# What you should do
Please give the stretch from the line containing "To complete an" through the line containing "box: [259, 118, 276, 139]" again, with "high-resolution" changed to "full-resolution" and everything else left as it is.

# Data for review
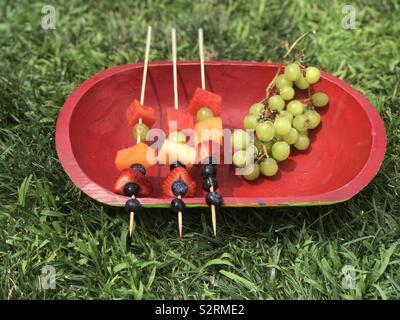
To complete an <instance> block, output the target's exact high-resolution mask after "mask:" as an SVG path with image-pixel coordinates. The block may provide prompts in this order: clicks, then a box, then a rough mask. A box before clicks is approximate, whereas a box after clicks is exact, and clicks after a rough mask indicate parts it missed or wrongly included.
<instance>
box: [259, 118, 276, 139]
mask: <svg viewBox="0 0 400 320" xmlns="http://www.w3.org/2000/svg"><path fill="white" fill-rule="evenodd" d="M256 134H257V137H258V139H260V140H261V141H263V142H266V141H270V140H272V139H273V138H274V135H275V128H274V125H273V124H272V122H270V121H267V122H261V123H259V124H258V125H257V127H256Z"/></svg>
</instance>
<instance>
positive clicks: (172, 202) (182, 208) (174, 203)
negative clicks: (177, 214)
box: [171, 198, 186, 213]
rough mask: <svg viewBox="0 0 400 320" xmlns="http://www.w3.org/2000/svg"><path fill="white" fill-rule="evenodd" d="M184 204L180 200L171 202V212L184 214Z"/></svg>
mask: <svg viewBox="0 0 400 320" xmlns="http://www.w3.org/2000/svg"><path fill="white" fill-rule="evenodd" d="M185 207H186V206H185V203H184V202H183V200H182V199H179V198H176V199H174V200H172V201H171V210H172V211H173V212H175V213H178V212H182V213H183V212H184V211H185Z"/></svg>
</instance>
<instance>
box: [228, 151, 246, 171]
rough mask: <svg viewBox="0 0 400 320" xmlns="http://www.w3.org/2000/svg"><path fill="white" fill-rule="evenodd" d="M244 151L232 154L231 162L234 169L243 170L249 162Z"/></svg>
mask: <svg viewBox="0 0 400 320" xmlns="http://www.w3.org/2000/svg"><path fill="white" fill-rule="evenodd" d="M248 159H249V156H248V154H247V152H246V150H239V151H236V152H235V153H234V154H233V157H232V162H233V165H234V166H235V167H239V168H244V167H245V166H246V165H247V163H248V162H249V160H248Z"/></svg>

* * *

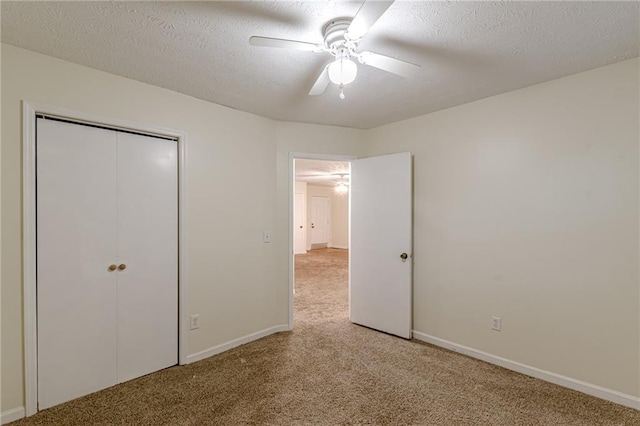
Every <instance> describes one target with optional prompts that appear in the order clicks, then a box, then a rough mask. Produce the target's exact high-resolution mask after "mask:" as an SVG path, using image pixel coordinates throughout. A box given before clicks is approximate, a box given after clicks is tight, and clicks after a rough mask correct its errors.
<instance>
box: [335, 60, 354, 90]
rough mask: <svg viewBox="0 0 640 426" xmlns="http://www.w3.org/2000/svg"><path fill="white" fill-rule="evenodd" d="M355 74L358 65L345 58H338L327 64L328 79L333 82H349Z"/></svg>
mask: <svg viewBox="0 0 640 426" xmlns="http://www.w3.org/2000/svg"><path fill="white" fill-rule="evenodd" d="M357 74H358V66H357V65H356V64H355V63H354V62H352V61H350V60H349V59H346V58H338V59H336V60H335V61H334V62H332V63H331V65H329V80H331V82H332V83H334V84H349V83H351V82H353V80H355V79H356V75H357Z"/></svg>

==

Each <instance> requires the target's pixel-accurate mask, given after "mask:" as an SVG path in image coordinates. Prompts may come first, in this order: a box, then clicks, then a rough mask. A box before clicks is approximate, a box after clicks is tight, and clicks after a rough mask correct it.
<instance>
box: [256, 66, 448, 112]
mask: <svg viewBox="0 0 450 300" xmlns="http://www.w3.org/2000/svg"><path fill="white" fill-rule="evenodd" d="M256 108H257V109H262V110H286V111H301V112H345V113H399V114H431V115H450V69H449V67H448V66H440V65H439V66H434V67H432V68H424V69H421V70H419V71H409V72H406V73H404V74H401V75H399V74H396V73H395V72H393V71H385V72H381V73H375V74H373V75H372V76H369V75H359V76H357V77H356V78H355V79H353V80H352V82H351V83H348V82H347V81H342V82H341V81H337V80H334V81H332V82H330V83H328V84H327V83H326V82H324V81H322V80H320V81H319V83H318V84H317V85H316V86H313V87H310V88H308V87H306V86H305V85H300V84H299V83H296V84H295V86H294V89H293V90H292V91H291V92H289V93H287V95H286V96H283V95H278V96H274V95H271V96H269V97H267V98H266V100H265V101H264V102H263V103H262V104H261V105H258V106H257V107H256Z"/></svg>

# Response
To complete an <instance> block, output the target's exact full-resolution mask after "mask:" as an SVG path with image-pixel coordinates. The block may provide prompts in this order: clicks, then a box, then a rough mask. A box before clicks is approximate, whereas a box after clicks is exact, and clicks after a rough mask indicate parts it missed or wrongly included.
<instance>
box: [259, 118, 276, 139]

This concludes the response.